-------- Extracted records

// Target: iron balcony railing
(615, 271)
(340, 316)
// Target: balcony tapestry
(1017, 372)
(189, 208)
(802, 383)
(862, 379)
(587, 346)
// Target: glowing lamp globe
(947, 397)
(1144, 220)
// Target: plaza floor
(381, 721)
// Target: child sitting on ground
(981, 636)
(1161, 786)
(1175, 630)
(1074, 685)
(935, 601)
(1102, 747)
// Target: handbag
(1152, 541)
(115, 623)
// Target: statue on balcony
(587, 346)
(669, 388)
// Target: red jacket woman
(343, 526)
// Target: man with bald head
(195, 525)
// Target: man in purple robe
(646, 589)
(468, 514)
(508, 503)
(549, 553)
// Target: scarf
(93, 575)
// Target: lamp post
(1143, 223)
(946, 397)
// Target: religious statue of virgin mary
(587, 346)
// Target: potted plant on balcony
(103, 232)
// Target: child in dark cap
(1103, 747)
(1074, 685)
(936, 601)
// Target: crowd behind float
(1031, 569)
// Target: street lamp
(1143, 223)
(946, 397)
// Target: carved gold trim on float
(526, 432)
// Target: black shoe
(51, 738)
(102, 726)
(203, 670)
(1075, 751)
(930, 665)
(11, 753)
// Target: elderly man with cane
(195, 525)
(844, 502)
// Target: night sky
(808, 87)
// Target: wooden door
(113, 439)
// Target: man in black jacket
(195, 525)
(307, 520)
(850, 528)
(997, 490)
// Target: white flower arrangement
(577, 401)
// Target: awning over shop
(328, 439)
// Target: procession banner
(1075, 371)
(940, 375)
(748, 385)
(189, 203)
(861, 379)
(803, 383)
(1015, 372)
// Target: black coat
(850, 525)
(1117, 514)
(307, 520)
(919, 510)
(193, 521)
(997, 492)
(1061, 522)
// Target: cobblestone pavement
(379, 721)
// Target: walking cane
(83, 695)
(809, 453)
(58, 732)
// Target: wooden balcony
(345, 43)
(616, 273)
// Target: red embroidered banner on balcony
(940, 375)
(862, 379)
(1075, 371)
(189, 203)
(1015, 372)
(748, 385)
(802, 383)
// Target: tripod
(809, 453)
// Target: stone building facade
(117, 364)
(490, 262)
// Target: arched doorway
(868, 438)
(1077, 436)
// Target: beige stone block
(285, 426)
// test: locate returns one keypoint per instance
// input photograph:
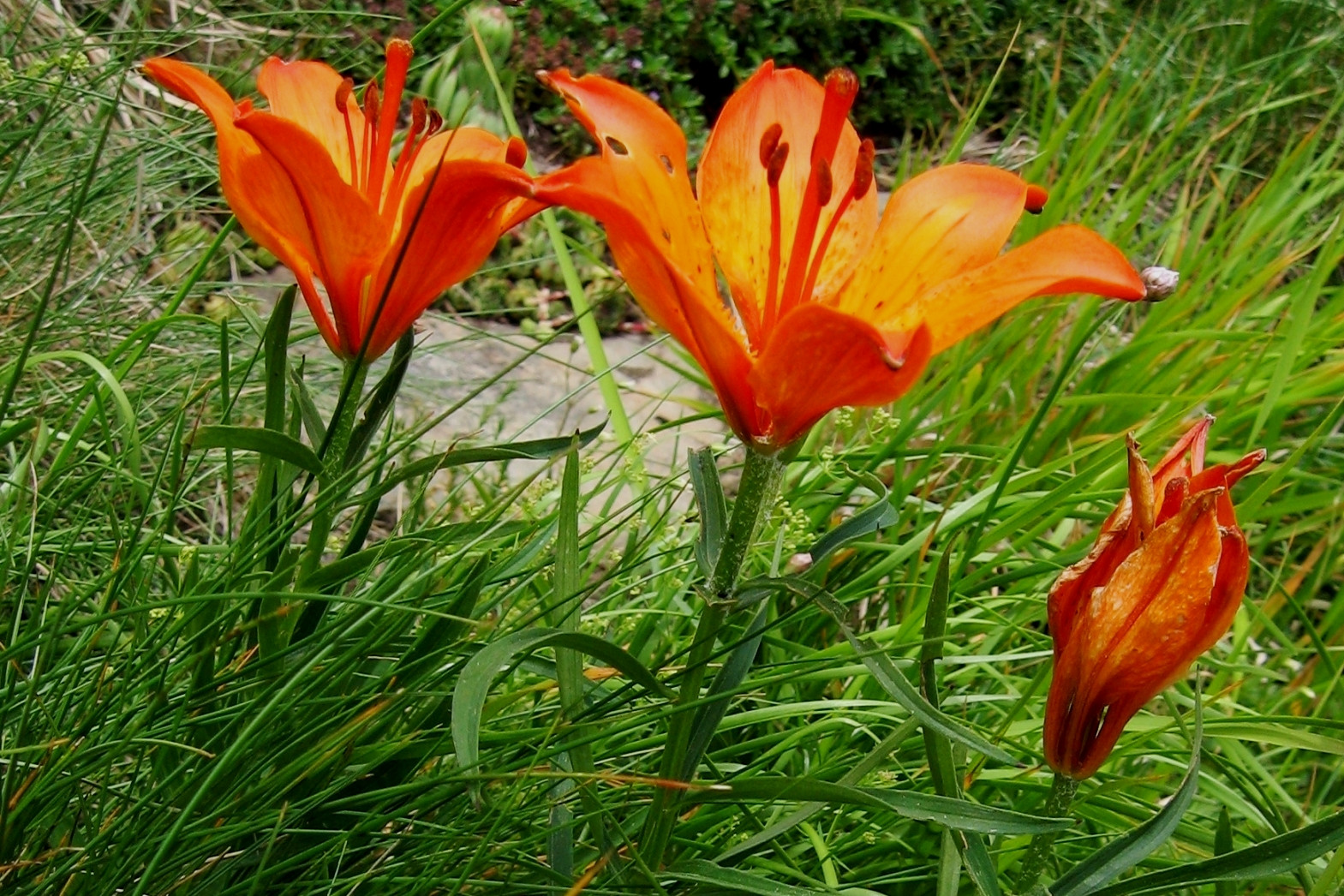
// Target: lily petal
(1063, 260)
(304, 92)
(820, 359)
(1140, 634)
(736, 198)
(666, 293)
(349, 236)
(451, 222)
(254, 183)
(935, 226)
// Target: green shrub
(917, 59)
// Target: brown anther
(863, 170)
(774, 170)
(343, 93)
(371, 101)
(1036, 198)
(515, 153)
(399, 50)
(420, 115)
(769, 141)
(826, 183)
(843, 82)
(1143, 501)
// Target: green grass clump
(149, 744)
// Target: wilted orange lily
(828, 307)
(1160, 588)
(312, 180)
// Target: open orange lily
(312, 180)
(828, 307)
(1160, 588)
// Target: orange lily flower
(312, 180)
(1160, 588)
(828, 307)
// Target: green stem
(760, 485)
(1043, 845)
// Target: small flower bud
(1160, 283)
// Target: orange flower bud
(1160, 588)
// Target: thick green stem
(760, 485)
(333, 466)
(1043, 845)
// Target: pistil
(857, 189)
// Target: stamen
(515, 153)
(857, 188)
(343, 96)
(773, 172)
(1036, 198)
(826, 184)
(840, 87)
(403, 163)
(398, 63)
(863, 170)
(769, 143)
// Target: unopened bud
(863, 170)
(1159, 283)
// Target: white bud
(1159, 283)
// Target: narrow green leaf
(531, 451)
(944, 810)
(1275, 856)
(714, 508)
(1122, 853)
(380, 401)
(16, 429)
(886, 673)
(480, 672)
(266, 442)
(938, 749)
(698, 870)
(730, 676)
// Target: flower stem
(760, 485)
(333, 465)
(1043, 845)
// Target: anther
(347, 87)
(826, 183)
(515, 153)
(769, 143)
(863, 170)
(774, 168)
(1036, 198)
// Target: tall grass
(146, 746)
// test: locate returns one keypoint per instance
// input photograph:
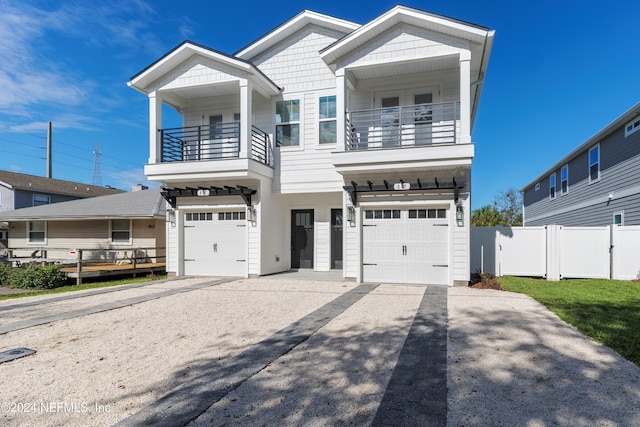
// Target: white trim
(632, 127)
(591, 181)
(562, 190)
(300, 122)
(120, 242)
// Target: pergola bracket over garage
(354, 189)
(171, 194)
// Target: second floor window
(327, 128)
(288, 123)
(594, 163)
(37, 232)
(120, 231)
(39, 199)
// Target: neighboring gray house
(598, 183)
(19, 190)
(106, 227)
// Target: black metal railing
(261, 146)
(212, 142)
(403, 126)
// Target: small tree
(509, 204)
(486, 216)
(506, 210)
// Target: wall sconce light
(251, 214)
(171, 217)
(459, 213)
(351, 214)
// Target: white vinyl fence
(557, 252)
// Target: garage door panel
(215, 245)
(410, 248)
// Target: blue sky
(559, 72)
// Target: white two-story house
(324, 144)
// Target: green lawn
(89, 285)
(606, 310)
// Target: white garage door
(215, 243)
(406, 246)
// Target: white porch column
(465, 97)
(341, 109)
(246, 118)
(155, 124)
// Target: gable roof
(137, 204)
(617, 123)
(291, 26)
(479, 37)
(145, 78)
(21, 181)
(398, 14)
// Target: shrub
(35, 276)
(5, 273)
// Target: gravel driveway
(285, 351)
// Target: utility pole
(97, 173)
(49, 137)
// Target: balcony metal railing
(403, 126)
(212, 142)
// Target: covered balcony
(220, 141)
(403, 126)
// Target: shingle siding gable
(295, 64)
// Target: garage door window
(427, 213)
(382, 214)
(231, 216)
(199, 216)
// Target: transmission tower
(97, 174)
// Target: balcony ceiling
(408, 67)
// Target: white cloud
(36, 73)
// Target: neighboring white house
(324, 144)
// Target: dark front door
(302, 238)
(336, 238)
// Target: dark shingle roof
(137, 204)
(21, 181)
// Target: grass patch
(608, 311)
(88, 285)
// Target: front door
(336, 238)
(302, 238)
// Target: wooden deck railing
(93, 262)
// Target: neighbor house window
(288, 123)
(120, 231)
(594, 163)
(37, 231)
(328, 119)
(618, 218)
(564, 179)
(39, 199)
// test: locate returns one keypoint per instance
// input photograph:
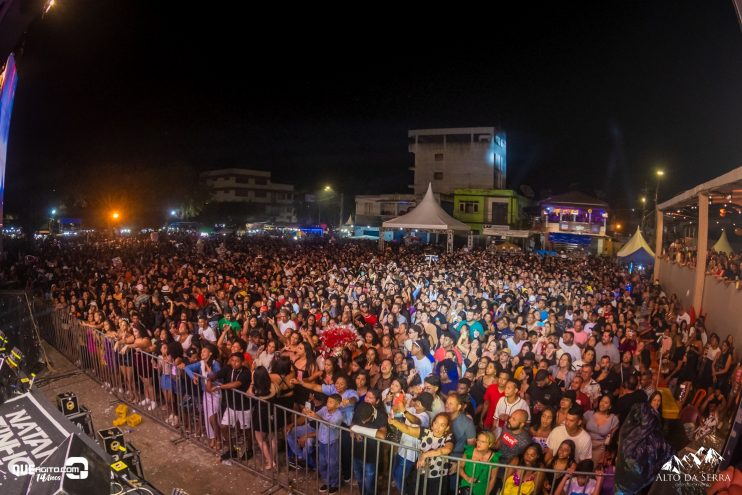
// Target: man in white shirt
(205, 331)
(507, 404)
(284, 323)
(567, 344)
(570, 430)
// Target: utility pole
(340, 223)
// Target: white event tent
(428, 216)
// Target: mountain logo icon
(702, 456)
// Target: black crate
(113, 441)
(84, 421)
(67, 403)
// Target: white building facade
(458, 158)
(241, 185)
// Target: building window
(469, 207)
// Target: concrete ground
(185, 465)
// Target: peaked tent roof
(636, 249)
(722, 245)
(428, 215)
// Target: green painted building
(478, 207)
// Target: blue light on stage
(8, 82)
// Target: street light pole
(660, 174)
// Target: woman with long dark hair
(211, 400)
(306, 369)
(264, 389)
(521, 480)
(563, 459)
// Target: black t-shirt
(610, 383)
(232, 399)
(371, 444)
(550, 395)
(625, 403)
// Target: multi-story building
(484, 209)
(573, 220)
(254, 187)
(458, 158)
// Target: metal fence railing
(294, 450)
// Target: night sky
(591, 99)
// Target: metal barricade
(298, 452)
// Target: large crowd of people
(527, 361)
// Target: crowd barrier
(253, 433)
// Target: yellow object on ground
(670, 408)
(133, 420)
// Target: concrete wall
(722, 301)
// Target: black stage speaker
(84, 421)
(84, 471)
(67, 403)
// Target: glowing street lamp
(660, 174)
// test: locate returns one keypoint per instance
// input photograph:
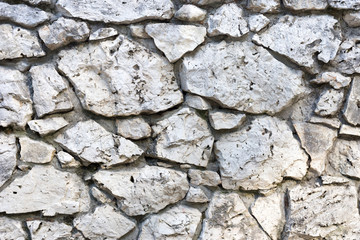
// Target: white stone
(47, 190)
(240, 75)
(143, 190)
(182, 136)
(125, 79)
(227, 20)
(175, 40)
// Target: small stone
(221, 120)
(179, 222)
(190, 13)
(175, 40)
(62, 32)
(227, 20)
(48, 125)
(133, 128)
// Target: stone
(303, 38)
(317, 140)
(221, 120)
(48, 125)
(207, 178)
(17, 42)
(190, 13)
(126, 78)
(29, 17)
(178, 222)
(269, 211)
(8, 151)
(143, 190)
(129, 11)
(175, 40)
(62, 32)
(227, 218)
(133, 128)
(47, 190)
(15, 101)
(260, 155)
(227, 20)
(330, 102)
(104, 223)
(245, 81)
(93, 144)
(182, 136)
(51, 93)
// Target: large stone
(144, 190)
(113, 11)
(120, 78)
(303, 38)
(47, 190)
(182, 137)
(241, 75)
(260, 155)
(175, 40)
(17, 42)
(93, 144)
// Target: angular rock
(240, 75)
(128, 11)
(175, 40)
(104, 223)
(182, 136)
(51, 94)
(17, 42)
(227, 20)
(126, 78)
(47, 190)
(98, 145)
(144, 190)
(15, 101)
(260, 155)
(179, 222)
(302, 38)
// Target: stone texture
(260, 155)
(179, 222)
(182, 136)
(144, 190)
(175, 40)
(240, 75)
(227, 20)
(125, 79)
(47, 190)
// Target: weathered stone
(93, 144)
(47, 190)
(190, 13)
(260, 155)
(48, 125)
(182, 136)
(227, 20)
(227, 218)
(241, 75)
(317, 141)
(51, 94)
(104, 223)
(179, 222)
(22, 14)
(126, 78)
(128, 11)
(302, 38)
(144, 190)
(175, 40)
(17, 42)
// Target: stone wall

----------------

■ Instruction ■
Exactly as they appear, repeat the lines from the one containing "Target: metal barricade" through the last line of the entries, counting both ends. Pictures stay out.

■ The solution ■
// Target: metal barricade
(298, 452)
// Target: large crowd of people
(527, 361)
// Target: crowd barrier
(253, 433)
// Target: yellow object on ground
(670, 408)
(133, 420)
// Target: concrete wall
(722, 301)
// Target: black stage speaker
(84, 421)
(84, 471)
(67, 403)
// Target: glowing street lamp
(660, 174)
// test: locate returns one keypoint per instance
// input photograph:
// Target: white stone
(47, 190)
(240, 75)
(143, 190)
(182, 136)
(125, 79)
(227, 20)
(175, 40)
// Target: small stone
(221, 120)
(179, 222)
(190, 13)
(175, 40)
(62, 32)
(227, 20)
(48, 125)
(133, 128)
// Target: stone
(303, 38)
(317, 140)
(221, 120)
(48, 125)
(207, 178)
(17, 42)
(190, 13)
(126, 78)
(29, 17)
(178, 222)
(269, 211)
(8, 151)
(143, 190)
(129, 11)
(175, 40)
(62, 32)
(227, 218)
(133, 128)
(47, 190)
(15, 101)
(260, 155)
(227, 20)
(330, 102)
(104, 223)
(245, 81)
(93, 144)
(182, 136)
(51, 93)
// Target: large stone
(144, 190)
(113, 11)
(120, 78)
(303, 38)
(47, 190)
(182, 137)
(241, 75)
(260, 155)
(175, 40)
(17, 42)
(93, 144)
// Target: angular rock
(240, 75)
(128, 11)
(175, 40)
(104, 223)
(182, 136)
(51, 94)
(17, 42)
(227, 20)
(126, 78)
(47, 190)
(98, 145)
(144, 190)
(15, 101)
(260, 155)
(179, 222)
(302, 38)
// Target: stone texture
(260, 155)
(179, 222)
(182, 136)
(144, 190)
(175, 40)
(240, 75)
(227, 20)
(125, 79)
(47, 190)
// Target: weathered stone
(93, 144)
(47, 190)
(190, 13)
(260, 155)
(48, 125)
(182, 136)
(227, 20)
(227, 218)
(241, 75)
(317, 141)
(51, 94)
(104, 223)
(179, 222)
(22, 14)
(126, 78)
(128, 11)
(302, 38)
(144, 190)
(175, 40)
(17, 42)
// Target: stone wall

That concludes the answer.